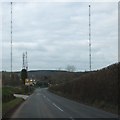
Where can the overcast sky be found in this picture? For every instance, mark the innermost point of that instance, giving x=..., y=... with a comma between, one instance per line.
x=56, y=35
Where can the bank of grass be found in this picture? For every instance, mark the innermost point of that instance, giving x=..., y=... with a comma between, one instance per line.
x=9, y=107
x=97, y=88
x=9, y=101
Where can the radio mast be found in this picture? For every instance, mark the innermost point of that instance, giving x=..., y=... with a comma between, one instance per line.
x=90, y=37
x=11, y=41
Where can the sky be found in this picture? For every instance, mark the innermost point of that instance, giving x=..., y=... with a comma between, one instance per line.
x=56, y=34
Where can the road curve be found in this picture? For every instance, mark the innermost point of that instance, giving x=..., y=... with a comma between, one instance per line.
x=44, y=104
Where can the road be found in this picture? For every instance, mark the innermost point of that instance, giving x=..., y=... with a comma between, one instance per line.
x=44, y=104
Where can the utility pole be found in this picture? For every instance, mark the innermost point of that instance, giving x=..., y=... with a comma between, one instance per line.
x=11, y=41
x=90, y=37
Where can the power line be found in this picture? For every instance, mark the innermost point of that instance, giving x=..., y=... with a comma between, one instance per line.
x=90, y=37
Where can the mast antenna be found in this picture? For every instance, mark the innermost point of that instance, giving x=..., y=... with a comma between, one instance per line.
x=90, y=37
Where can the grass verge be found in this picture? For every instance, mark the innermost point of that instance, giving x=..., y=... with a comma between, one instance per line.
x=9, y=107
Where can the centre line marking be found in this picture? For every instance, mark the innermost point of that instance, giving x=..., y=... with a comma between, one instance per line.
x=57, y=107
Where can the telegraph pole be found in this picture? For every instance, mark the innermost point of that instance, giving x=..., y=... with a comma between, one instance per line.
x=90, y=37
x=11, y=41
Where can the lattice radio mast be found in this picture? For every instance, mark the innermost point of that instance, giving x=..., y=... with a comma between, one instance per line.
x=11, y=39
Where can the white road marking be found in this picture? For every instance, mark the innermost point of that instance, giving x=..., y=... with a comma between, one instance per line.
x=57, y=107
x=44, y=96
x=48, y=99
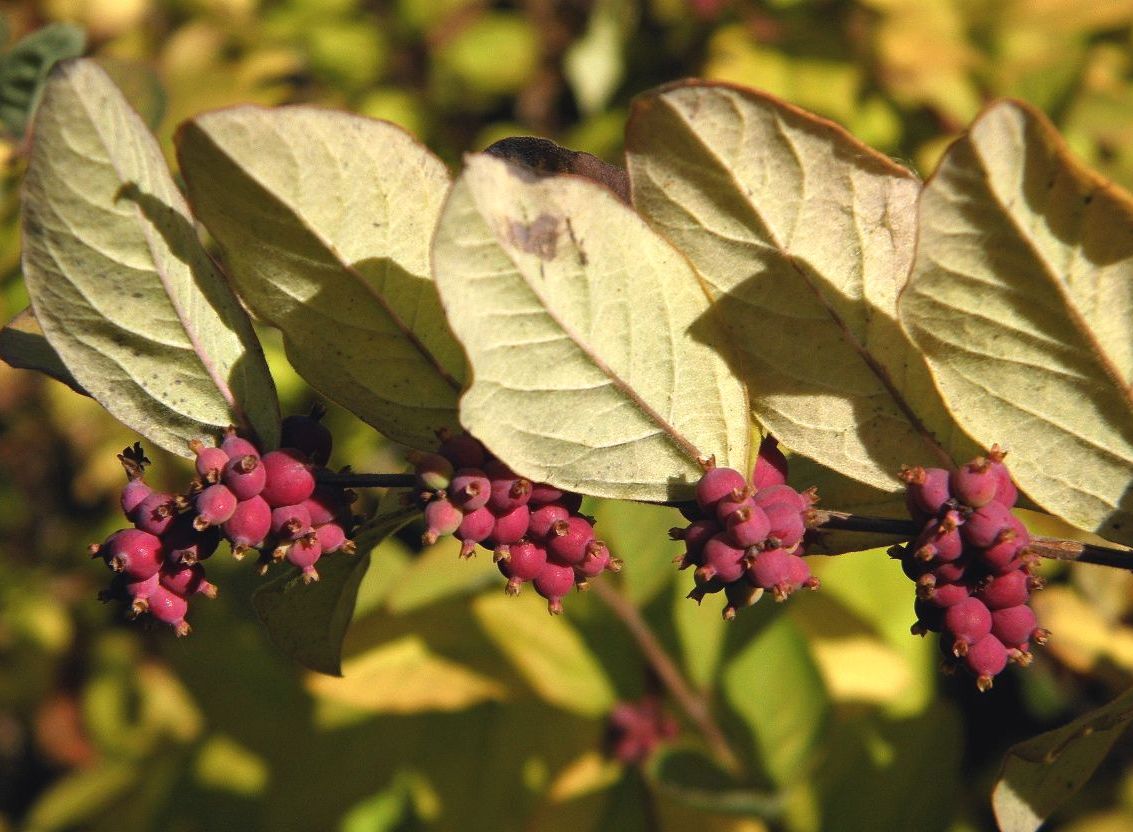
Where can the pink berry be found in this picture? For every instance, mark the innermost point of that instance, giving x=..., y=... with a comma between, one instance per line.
x=716, y=484
x=248, y=525
x=290, y=477
x=553, y=582
x=133, y=551
x=568, y=538
x=771, y=465
x=245, y=476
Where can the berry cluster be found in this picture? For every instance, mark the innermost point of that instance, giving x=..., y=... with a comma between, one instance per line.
x=971, y=565
x=744, y=538
x=534, y=529
x=267, y=501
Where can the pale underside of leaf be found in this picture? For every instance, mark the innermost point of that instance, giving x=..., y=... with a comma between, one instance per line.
x=1022, y=299
x=119, y=282
x=325, y=220
x=804, y=237
x=578, y=322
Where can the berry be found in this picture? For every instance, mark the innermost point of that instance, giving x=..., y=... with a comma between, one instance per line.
x=716, y=484
x=214, y=506
x=553, y=582
x=245, y=476
x=289, y=477
x=307, y=434
x=248, y=525
x=771, y=465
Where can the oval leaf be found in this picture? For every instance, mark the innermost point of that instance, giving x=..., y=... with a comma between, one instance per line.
x=804, y=236
x=325, y=221
x=578, y=324
x=1022, y=299
x=548, y=653
x=119, y=281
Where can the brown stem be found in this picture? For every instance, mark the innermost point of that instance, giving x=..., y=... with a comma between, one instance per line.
x=693, y=705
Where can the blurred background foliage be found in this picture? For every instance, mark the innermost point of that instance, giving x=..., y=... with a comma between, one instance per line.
x=462, y=710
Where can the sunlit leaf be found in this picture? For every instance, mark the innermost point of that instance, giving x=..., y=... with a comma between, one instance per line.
x=23, y=345
x=804, y=237
x=1022, y=299
x=578, y=323
x=1041, y=773
x=118, y=279
x=325, y=221
x=547, y=652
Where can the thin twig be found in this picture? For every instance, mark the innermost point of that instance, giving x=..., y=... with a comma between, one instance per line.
x=693, y=705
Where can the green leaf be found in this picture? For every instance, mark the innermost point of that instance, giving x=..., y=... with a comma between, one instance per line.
x=118, y=279
x=325, y=221
x=547, y=652
x=577, y=320
x=804, y=237
x=1040, y=774
x=25, y=67
x=308, y=621
x=24, y=346
x=776, y=689
x=1020, y=299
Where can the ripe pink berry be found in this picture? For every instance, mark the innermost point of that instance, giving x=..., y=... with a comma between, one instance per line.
x=290, y=477
x=568, y=538
x=441, y=518
x=309, y=435
x=169, y=608
x=245, y=476
x=470, y=489
x=968, y=621
x=986, y=659
x=715, y=485
x=525, y=562
x=214, y=506
x=553, y=582
x=771, y=465
x=248, y=525
x=290, y=521
x=133, y=551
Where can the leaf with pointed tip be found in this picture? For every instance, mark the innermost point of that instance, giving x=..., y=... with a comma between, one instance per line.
x=1021, y=297
x=577, y=320
x=325, y=221
x=804, y=236
x=23, y=345
x=119, y=281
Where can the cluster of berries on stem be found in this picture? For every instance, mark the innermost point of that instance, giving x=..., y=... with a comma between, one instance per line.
x=270, y=502
x=744, y=538
x=534, y=529
x=971, y=565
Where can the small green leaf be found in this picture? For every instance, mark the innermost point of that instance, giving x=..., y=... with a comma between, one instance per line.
x=119, y=281
x=804, y=236
x=578, y=323
x=776, y=689
x=325, y=221
x=23, y=345
x=1020, y=298
x=547, y=652
x=25, y=67
x=1040, y=774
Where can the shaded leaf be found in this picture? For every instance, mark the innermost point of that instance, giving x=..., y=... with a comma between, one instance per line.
x=547, y=652
x=325, y=221
x=25, y=67
x=776, y=667
x=1041, y=773
x=577, y=322
x=1021, y=298
x=804, y=237
x=118, y=279
x=23, y=345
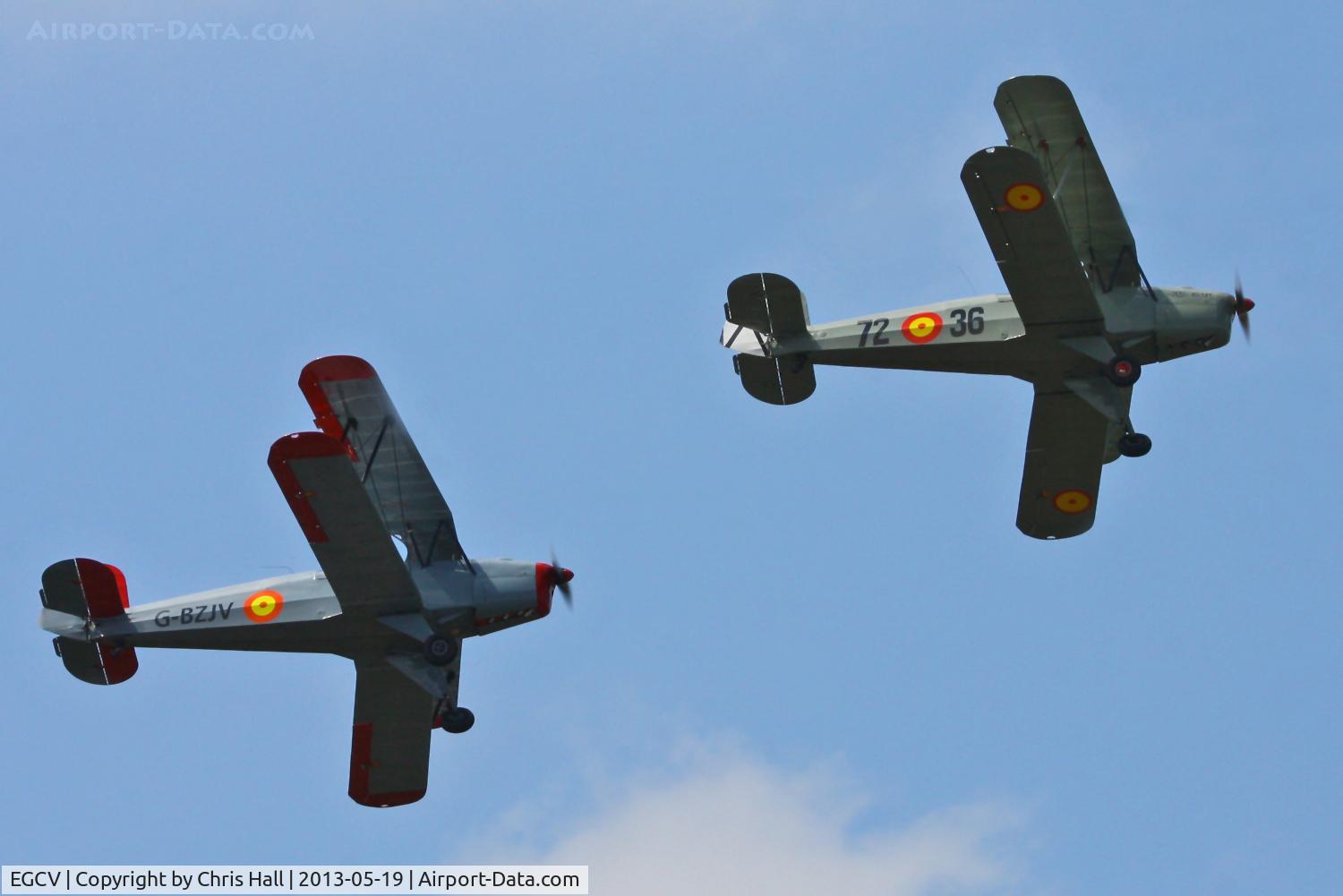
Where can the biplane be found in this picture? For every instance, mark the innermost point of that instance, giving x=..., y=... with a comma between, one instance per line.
x=355, y=487
x=1079, y=320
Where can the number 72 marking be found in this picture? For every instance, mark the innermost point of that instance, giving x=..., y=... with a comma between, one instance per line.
x=877, y=338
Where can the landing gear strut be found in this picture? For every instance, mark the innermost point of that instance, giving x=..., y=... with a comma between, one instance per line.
x=458, y=721
x=1123, y=370
x=440, y=651
x=1133, y=443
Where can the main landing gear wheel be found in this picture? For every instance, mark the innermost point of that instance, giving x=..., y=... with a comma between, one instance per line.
x=1133, y=445
x=458, y=721
x=440, y=651
x=1123, y=371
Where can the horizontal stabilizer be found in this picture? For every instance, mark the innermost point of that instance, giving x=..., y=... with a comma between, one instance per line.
x=776, y=380
x=98, y=662
x=767, y=303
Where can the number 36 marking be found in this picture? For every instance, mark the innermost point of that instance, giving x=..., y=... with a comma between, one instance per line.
x=970, y=322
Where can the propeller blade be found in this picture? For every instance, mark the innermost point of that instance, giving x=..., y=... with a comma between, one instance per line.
x=1243, y=308
x=561, y=579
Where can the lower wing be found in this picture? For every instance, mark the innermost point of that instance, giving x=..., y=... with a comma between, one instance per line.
x=1065, y=450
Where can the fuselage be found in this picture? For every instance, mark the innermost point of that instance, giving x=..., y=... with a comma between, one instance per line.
x=986, y=335
x=301, y=613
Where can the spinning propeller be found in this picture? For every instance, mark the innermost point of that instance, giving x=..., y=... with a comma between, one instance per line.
x=560, y=579
x=1243, y=308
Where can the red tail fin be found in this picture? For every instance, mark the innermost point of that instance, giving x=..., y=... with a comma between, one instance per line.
x=93, y=592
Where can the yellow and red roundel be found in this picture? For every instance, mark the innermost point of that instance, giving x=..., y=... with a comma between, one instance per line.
x=263, y=606
x=1072, y=501
x=921, y=327
x=1025, y=196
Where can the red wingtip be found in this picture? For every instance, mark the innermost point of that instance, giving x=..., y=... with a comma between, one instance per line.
x=333, y=368
x=360, y=761
x=298, y=446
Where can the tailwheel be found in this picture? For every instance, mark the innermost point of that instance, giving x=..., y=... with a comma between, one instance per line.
x=1133, y=445
x=458, y=721
x=440, y=651
x=1123, y=370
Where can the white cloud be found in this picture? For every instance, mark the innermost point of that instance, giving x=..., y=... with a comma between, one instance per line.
x=728, y=823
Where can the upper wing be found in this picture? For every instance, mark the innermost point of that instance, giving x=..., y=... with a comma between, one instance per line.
x=343, y=525
x=394, y=721
x=1064, y=455
x=1041, y=117
x=351, y=405
x=1029, y=241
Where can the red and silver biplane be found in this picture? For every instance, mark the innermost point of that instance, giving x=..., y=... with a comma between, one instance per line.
x=354, y=487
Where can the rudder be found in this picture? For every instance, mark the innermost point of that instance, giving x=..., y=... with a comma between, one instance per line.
x=776, y=380
x=91, y=592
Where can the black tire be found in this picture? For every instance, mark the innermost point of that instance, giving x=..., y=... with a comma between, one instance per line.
x=1133, y=445
x=440, y=651
x=1123, y=370
x=458, y=721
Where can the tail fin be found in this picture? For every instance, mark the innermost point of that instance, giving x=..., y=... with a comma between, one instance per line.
x=768, y=303
x=768, y=306
x=93, y=592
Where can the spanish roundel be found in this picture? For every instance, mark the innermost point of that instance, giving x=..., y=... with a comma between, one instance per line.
x=921, y=327
x=263, y=606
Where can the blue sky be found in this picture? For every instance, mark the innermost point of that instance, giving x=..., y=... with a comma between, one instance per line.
x=806, y=638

------

• **Work instructions**:
Return, word for word, each line from the line that contains "Where can the white cloud" to the end of the listing above; include both end lines and nothing else.

• **Response to the task**:
Where can the white cloud be found in this picture? For every instance, mark the innermost point of that instance, giving x=..., y=... with a comma between, one instance per line.
x=728, y=823
Where can the upper wing be found in this picture? For every instance, mark the innermost point of that instance, giving x=..., y=... with a comma between, one instance per line.
x=343, y=525
x=394, y=721
x=1064, y=455
x=1041, y=117
x=351, y=405
x=1029, y=241
Where can the red and silver biplane be found in this picture? For every instance, mark the innermost point of that instance, giving x=..., y=... with a comma between, one instance per line.
x=354, y=487
Where can the rudder be found in this picture? For every instance, mark the innermost point of that instance, giving x=..., y=... with a comma between, one instance per line.
x=776, y=380
x=91, y=592
Where can the black tire be found in this picture? For every instance, mark the innermost point of that instance, giving x=..., y=... with a comma between, one instance per line.
x=1133, y=445
x=440, y=651
x=1123, y=370
x=458, y=721
Where can the tail fin be found in this picture? For every instance, mark the innermost point of that instance, giving x=..., y=... with a comma between, one instance per line.
x=768, y=303
x=768, y=306
x=93, y=592
Where can the spanish roundel be found in this picture? For every instance, mark the innermost point of that instance, giving x=..., y=... with a comma between, one instance per line.
x=921, y=327
x=263, y=606
Where can the blue sky be found in this picture? For every instance, mark the innermost point of that instance, giving x=..., y=... with a comma between, one instance per line.
x=806, y=638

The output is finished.